◆ SOURCE TEXT:
As another baking hot day dawns over Louisiana in 1943, a young black man wakes in a town jail to the final hours of his life: at midnight, eighteen-year-old Willie Jones will be executed by electric chair for raping a white girl - a crime some believe he did not commit.

In a tale taut with mounting tension, the day unfolds hour by hour from nine points of view: Willie himself, knowing what really happened and grappling with what it means to die; his father, desperately trying to reach home with a tombstone for his son before it´s too late to see him one last time; the lawyer, haunted by being forced to seek the death penalty against his convictions, his wife, who believes Willie to be innocent, and their 12-year-old son, determined to get as close as possible to the action regardless of the dangers; the priest assigned to Willie in jail; the prisoner entrusted with driving the executioner and his travelling electric chair to the place of execution; and the mother whose only son is fighting in the Far East, bent on befriending her black neighbours.

In this exceptionally powerful novel, Elizabeth Winthrop explores matters of justice, racism and the death penalty in a fresh, subtle and profoundly affecting way. Her kaleidoscopic narrative allows us to inhabit the lives of her characters and see them for what they are - complex individuals, making fateful choices we might not condone, but can understand.
It takes a brave writer to compose a novel about the execution of an African-American man in the Deep South when the topic has previously been brought to life by authors like Harper Lee and Ernest Gaines. There are multiple possibilities for failure: preachiness, melodrama and bias, to name a few. But Elizabeth H. Winthrop avoids these hazards by writing well, demonstrating once again that while the subject matter is the body of the narrative, the prose itself is the soul and the thing that makes a topic new . . . [The novel] gathers great power as it rolls on propelled by its many voices. Tim Gautreaux New York Times
H. Winthrop, Elizabeth
Elizabeth H. Winthrop was born and raised in New York City. She graduated from Harvard University in 2001 with a BA in English and American Literature and Language, and in 2004 she received her Master of Fine Arts in fiction from the University of California at Irvine. Her stories have appeared in a variety of publications including the Missouri Review and the Indiana Review. Fireworks, her first novel, was published by Sceptre in 2006, her second, December, was a Richard and Judy Book Club pick for 2009, she pulished her third novel, The Why of Things, in 2013. The Mercy Seat is her most recent work, published by Sceptre. She lives in Massachusetts with her husband, daughter and St. Bernard, and is Assistant Professor of English/Creative Writing at Endicott College.

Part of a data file
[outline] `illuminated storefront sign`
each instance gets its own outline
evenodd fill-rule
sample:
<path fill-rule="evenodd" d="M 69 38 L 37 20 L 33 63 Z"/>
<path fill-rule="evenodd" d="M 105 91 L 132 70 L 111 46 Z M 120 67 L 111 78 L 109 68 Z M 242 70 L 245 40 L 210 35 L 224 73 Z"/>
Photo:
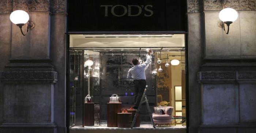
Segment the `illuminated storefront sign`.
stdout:
<path fill-rule="evenodd" d="M 68 1 L 68 32 L 187 31 L 185 0 Z"/>

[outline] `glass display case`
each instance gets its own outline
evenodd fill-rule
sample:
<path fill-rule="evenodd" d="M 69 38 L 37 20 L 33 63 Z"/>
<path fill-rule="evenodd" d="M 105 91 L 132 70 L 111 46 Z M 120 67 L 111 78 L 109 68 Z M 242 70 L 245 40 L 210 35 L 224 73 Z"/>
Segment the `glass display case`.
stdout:
<path fill-rule="evenodd" d="M 108 128 L 110 107 L 107 103 L 113 94 L 118 95 L 121 103 L 117 109 L 129 109 L 133 105 L 135 88 L 132 81 L 127 79 L 127 73 L 133 66 L 133 59 L 141 60 L 141 63 L 146 60 L 146 48 L 71 47 L 69 128 Z M 173 109 L 170 115 L 172 120 L 166 124 L 155 123 L 157 127 L 185 128 L 185 48 L 152 48 L 151 62 L 145 70 L 151 112 L 142 105 L 140 125 L 136 128 L 152 128 L 149 114 L 154 113 L 154 107 L 159 106 L 172 106 Z M 91 103 L 84 103 L 87 94 L 91 97 Z M 121 113 L 121 110 L 118 111 Z"/>

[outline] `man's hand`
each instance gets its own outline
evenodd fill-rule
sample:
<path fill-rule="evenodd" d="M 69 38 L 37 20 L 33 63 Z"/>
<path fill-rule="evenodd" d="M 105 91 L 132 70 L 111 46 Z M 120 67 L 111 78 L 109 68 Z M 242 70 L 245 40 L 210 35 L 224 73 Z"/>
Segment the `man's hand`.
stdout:
<path fill-rule="evenodd" d="M 151 49 L 150 49 L 149 50 L 148 50 L 148 51 L 147 52 L 147 54 L 149 55 L 150 55 L 150 53 L 152 51 L 152 50 Z"/>

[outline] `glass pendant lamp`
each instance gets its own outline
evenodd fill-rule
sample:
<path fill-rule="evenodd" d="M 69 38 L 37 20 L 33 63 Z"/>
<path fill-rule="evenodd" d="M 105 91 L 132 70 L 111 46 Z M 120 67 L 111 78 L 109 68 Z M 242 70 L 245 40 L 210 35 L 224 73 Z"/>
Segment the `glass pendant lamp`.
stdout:
<path fill-rule="evenodd" d="M 157 74 L 157 71 L 156 69 L 154 69 L 154 70 L 152 71 L 152 74 L 155 75 Z"/>
<path fill-rule="evenodd" d="M 161 68 L 161 66 L 159 66 L 159 69 L 158 69 L 158 71 L 161 72 L 163 71 L 163 69 Z"/>
<path fill-rule="evenodd" d="M 160 58 L 158 58 L 158 59 L 157 60 L 157 63 L 158 64 L 161 64 L 162 63 L 162 61 L 160 60 Z"/>
<path fill-rule="evenodd" d="M 170 64 L 168 63 L 168 61 L 166 61 L 166 63 L 165 64 L 165 66 L 166 67 L 168 67 L 170 66 Z"/>

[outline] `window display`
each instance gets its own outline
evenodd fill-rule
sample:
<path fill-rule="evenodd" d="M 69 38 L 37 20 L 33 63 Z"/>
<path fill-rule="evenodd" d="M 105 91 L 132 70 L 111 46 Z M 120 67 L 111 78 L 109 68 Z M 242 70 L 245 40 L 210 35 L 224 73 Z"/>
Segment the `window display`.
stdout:
<path fill-rule="evenodd" d="M 69 128 L 185 128 L 185 48 L 150 48 L 71 47 Z"/>

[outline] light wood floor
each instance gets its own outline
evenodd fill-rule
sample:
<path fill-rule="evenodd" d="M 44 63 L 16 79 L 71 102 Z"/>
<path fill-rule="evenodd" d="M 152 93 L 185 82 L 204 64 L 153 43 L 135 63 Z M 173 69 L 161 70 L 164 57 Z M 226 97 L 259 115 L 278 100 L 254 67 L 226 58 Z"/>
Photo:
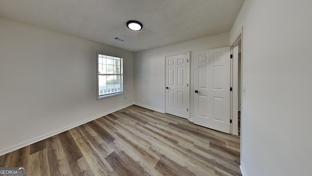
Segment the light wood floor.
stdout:
<path fill-rule="evenodd" d="M 239 136 L 132 106 L 0 156 L 27 176 L 241 176 Z"/>

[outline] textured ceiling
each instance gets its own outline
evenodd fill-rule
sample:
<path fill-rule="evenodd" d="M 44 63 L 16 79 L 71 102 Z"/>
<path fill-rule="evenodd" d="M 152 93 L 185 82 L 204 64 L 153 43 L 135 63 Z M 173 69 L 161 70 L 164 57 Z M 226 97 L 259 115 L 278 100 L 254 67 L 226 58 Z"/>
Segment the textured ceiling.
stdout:
<path fill-rule="evenodd" d="M 0 0 L 0 16 L 136 52 L 230 31 L 243 2 Z M 128 29 L 131 20 L 143 29 Z"/>

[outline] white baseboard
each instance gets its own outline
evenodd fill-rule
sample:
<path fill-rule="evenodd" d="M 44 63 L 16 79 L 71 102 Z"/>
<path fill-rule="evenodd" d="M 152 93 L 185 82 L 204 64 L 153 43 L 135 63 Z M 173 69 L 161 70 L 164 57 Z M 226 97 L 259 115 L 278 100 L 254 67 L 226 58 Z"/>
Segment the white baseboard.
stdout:
<path fill-rule="evenodd" d="M 240 168 L 240 172 L 242 173 L 242 175 L 243 176 L 247 176 L 247 174 L 246 173 L 246 171 L 245 171 L 245 168 L 244 167 L 244 165 L 243 164 L 242 162 L 240 162 L 239 168 Z"/>
<path fill-rule="evenodd" d="M 78 126 L 84 124 L 85 124 L 86 123 L 88 123 L 89 122 L 91 122 L 92 120 L 95 120 L 96 119 L 98 119 L 98 118 L 101 117 L 102 117 L 102 116 L 103 116 L 104 115 L 106 115 L 109 114 L 110 114 L 111 113 L 112 113 L 112 112 L 117 111 L 118 110 L 120 110 L 123 109 L 124 108 L 127 108 L 127 107 L 128 107 L 129 106 L 131 106 L 131 105 L 132 105 L 133 104 L 134 104 L 134 103 L 131 103 L 129 104 L 128 105 L 125 105 L 125 106 L 123 106 L 122 107 L 119 107 L 119 108 L 115 109 L 114 110 L 109 110 L 109 111 L 108 111 L 107 112 L 105 112 L 102 113 L 101 113 L 100 114 L 98 114 L 98 115 L 97 116 L 95 116 L 94 117 L 93 117 L 90 118 L 89 119 L 83 120 L 83 121 L 82 121 L 81 122 L 78 122 L 78 123 L 75 123 L 74 124 L 68 126 L 67 127 L 62 128 L 61 128 L 60 129 L 58 129 L 58 130 L 56 130 L 56 131 L 55 131 L 54 132 L 49 132 L 49 133 L 48 133 L 47 134 L 44 134 L 44 135 L 41 135 L 40 136 L 38 136 L 38 137 L 35 137 L 35 138 L 34 138 L 33 139 L 32 139 L 24 141 L 24 142 L 21 142 L 21 143 L 20 143 L 19 144 L 15 145 L 14 146 L 11 146 L 11 147 L 8 147 L 7 148 L 5 148 L 5 149 L 2 149 L 2 150 L 0 150 L 0 156 L 2 155 L 5 154 L 6 154 L 7 153 L 9 153 L 10 152 L 14 151 L 15 151 L 16 150 L 21 149 L 21 148 L 22 148 L 23 147 L 26 147 L 26 146 L 28 146 L 29 145 L 31 145 L 31 144 L 34 144 L 34 143 L 36 143 L 37 142 L 39 142 L 39 141 L 40 141 L 42 140 L 43 139 L 48 138 L 49 138 L 50 137 L 52 137 L 52 136 L 53 136 L 54 135 L 57 135 L 58 134 L 59 134 L 59 133 L 60 133 L 61 132 L 65 132 L 65 131 L 66 131 L 67 130 L 70 130 L 70 129 L 73 129 L 74 128 L 77 127 L 78 127 Z"/>
<path fill-rule="evenodd" d="M 136 105 L 137 105 L 138 106 L 140 106 L 140 107 L 143 107 L 143 108 L 147 108 L 148 109 L 150 109 L 150 110 L 154 110 L 156 111 L 157 112 L 161 112 L 161 113 L 165 113 L 165 111 L 164 111 L 163 110 L 159 110 L 159 109 L 158 109 L 157 108 L 151 107 L 149 107 L 148 106 L 142 105 L 142 104 L 139 104 L 139 103 L 134 103 L 134 104 Z"/>

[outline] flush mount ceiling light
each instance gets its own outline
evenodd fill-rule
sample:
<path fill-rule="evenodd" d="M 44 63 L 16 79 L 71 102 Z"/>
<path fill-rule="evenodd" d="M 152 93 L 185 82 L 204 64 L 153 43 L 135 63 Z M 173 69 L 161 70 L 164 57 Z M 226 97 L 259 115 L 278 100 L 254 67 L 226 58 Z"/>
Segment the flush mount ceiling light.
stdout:
<path fill-rule="evenodd" d="M 134 31 L 139 31 L 142 29 L 142 27 L 143 27 L 141 23 L 133 20 L 127 22 L 127 26 L 128 28 Z"/>

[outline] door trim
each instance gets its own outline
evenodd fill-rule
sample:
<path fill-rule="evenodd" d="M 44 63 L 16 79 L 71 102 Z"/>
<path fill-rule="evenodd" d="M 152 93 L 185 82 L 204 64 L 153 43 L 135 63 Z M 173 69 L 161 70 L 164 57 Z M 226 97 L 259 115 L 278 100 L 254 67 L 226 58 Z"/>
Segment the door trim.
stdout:
<path fill-rule="evenodd" d="M 165 54 L 165 56 L 164 56 L 164 68 L 165 68 L 165 77 L 164 77 L 164 86 L 163 86 L 163 91 L 164 91 L 164 96 L 165 97 L 164 98 L 164 110 L 165 110 L 164 112 L 165 113 L 166 113 L 166 57 L 169 57 L 169 56 L 176 56 L 176 55 L 182 55 L 182 54 L 187 54 L 187 59 L 188 60 L 189 62 L 187 63 L 187 67 L 188 68 L 188 72 L 187 72 L 187 84 L 189 84 L 189 86 L 187 88 L 187 92 L 188 92 L 188 96 L 187 96 L 187 108 L 188 109 L 188 111 L 187 112 L 187 119 L 188 120 L 190 120 L 190 88 L 191 87 L 191 85 L 190 84 L 190 63 L 191 63 L 191 59 L 190 58 L 190 51 L 184 51 L 184 52 L 176 52 L 176 53 L 169 53 L 169 54 Z"/>

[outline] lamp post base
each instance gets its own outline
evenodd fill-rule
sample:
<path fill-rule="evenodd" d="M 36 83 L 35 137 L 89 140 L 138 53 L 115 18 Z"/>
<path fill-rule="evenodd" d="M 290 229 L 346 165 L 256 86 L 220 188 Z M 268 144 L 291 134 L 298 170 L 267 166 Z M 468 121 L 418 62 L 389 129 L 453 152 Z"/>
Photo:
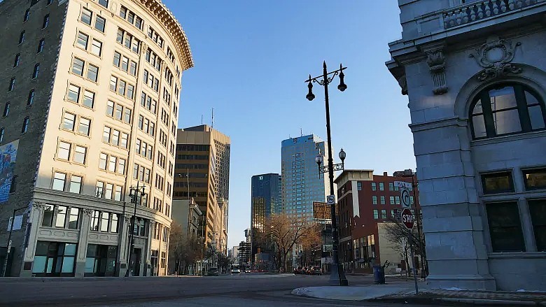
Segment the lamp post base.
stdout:
<path fill-rule="evenodd" d="M 338 266 L 336 264 L 330 265 L 330 279 L 328 283 L 332 285 L 346 286 L 349 285 L 349 280 L 345 277 L 345 273 L 343 271 L 343 266 Z"/>

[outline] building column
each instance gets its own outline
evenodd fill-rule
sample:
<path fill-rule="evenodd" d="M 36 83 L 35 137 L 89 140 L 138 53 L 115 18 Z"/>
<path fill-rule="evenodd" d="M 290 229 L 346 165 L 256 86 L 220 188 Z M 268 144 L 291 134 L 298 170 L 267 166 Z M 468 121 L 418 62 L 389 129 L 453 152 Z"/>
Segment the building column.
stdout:
<path fill-rule="evenodd" d="M 423 231 L 433 288 L 495 290 L 467 122 L 412 125 Z"/>
<path fill-rule="evenodd" d="M 83 277 L 85 274 L 85 258 L 88 253 L 88 241 L 89 241 L 89 230 L 91 215 L 93 210 L 83 209 L 80 223 L 80 234 L 78 238 L 78 251 L 76 252 L 76 269 L 74 277 Z"/>
<path fill-rule="evenodd" d="M 23 256 L 23 265 L 21 266 L 20 277 L 31 277 L 32 276 L 32 264 L 34 261 L 36 244 L 38 241 L 38 229 L 41 224 L 43 217 L 44 206 L 41 203 L 34 203 L 29 217 L 29 222 L 27 227 L 28 230 L 28 241 Z"/>

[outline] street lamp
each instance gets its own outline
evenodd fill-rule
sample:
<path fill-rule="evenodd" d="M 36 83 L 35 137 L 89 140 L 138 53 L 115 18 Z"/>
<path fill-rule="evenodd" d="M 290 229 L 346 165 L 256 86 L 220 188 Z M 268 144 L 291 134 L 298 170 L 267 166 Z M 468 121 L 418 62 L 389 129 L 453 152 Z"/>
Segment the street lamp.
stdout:
<path fill-rule="evenodd" d="M 11 216 L 11 226 L 10 226 L 10 234 L 8 236 L 8 244 L 6 246 L 8 247 L 8 250 L 6 254 L 6 259 L 4 262 L 4 268 L 2 269 L 2 277 L 6 277 L 6 271 L 8 269 L 8 259 L 10 258 L 10 254 L 11 252 L 11 232 L 13 231 L 13 224 L 15 223 L 15 213 L 17 211 L 20 211 L 23 209 L 27 209 L 29 207 L 21 207 L 16 209 L 13 209 L 13 214 Z"/>
<path fill-rule="evenodd" d="M 333 81 L 334 78 L 336 76 L 340 76 L 340 85 L 337 86 L 337 89 L 341 92 L 344 91 L 347 88 L 347 85 L 345 84 L 345 74 L 343 73 L 343 71 L 346 69 L 346 67 L 343 67 L 343 65 L 340 65 L 340 69 L 331 71 L 330 73 L 326 70 L 326 61 L 323 63 L 323 74 L 318 77 L 312 78 L 311 75 L 309 76 L 309 79 L 305 80 L 307 83 L 307 88 L 309 92 L 305 97 L 309 101 L 314 99 L 315 95 L 313 94 L 313 83 L 318 83 L 320 85 L 324 87 L 324 99 L 326 107 L 326 132 L 328 134 L 328 166 L 321 166 L 321 164 L 323 162 L 323 158 L 322 156 L 317 157 L 315 159 L 315 162 L 318 165 L 318 172 L 328 173 L 328 177 L 330 178 L 330 194 L 334 194 L 334 171 L 343 171 L 344 169 L 344 161 L 346 157 L 345 152 L 342 150 L 340 152 L 340 159 L 342 160 L 341 164 L 334 164 L 334 160 L 332 157 L 332 136 L 330 131 L 330 102 L 328 101 L 328 85 Z M 328 76 L 331 75 L 330 77 Z M 339 283 L 340 285 L 347 285 L 349 282 L 345 277 L 345 274 L 343 271 L 343 269 L 340 265 L 340 258 L 337 255 L 337 248 L 339 244 L 339 239 L 337 238 L 337 225 L 335 218 L 335 204 L 331 205 L 330 210 L 332 213 L 332 254 L 333 256 L 333 264 L 332 264 L 331 274 L 330 276 L 330 283 Z"/>
<path fill-rule="evenodd" d="M 127 271 L 125 271 L 125 277 L 129 277 L 131 262 L 133 257 L 133 250 L 134 250 L 134 220 L 136 217 L 136 205 L 142 204 L 142 197 L 145 197 L 146 194 L 146 185 L 139 185 L 139 182 L 136 183 L 136 187 L 131 187 L 129 188 L 129 197 L 131 198 L 131 202 L 134 204 L 134 211 L 133 212 L 133 216 L 131 217 L 131 228 L 129 229 L 129 248 L 127 248 L 127 259 L 129 260 L 127 266 Z"/>

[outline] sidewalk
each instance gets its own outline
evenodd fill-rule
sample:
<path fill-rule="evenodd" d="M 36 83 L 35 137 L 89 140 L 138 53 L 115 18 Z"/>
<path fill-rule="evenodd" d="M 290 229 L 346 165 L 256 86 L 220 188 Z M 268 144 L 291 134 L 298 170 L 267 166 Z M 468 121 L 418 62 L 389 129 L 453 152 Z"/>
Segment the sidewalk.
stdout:
<path fill-rule="evenodd" d="M 292 294 L 316 299 L 340 301 L 368 301 L 435 304 L 450 303 L 475 305 L 546 306 L 546 292 L 465 291 L 461 289 L 431 290 L 426 282 L 419 283 L 419 294 L 415 294 L 412 282 L 394 281 L 386 285 L 349 287 L 326 286 L 298 288 Z"/>

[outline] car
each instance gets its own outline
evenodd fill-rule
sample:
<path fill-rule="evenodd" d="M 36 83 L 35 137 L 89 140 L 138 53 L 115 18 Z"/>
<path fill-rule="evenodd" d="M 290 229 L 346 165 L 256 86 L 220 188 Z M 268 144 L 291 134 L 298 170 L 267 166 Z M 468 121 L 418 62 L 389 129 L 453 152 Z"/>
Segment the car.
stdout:
<path fill-rule="evenodd" d="M 206 270 L 207 276 L 218 276 L 220 274 L 218 271 L 218 268 L 210 268 Z"/>
<path fill-rule="evenodd" d="M 311 270 L 311 275 L 322 275 L 322 269 L 318 266 L 316 266 L 313 268 L 312 270 Z"/>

◆ REQUIRED WORK: In the book description, from how many points of view does the day unfold? The records come from a different source than the text.

◆ REPLY: Nine.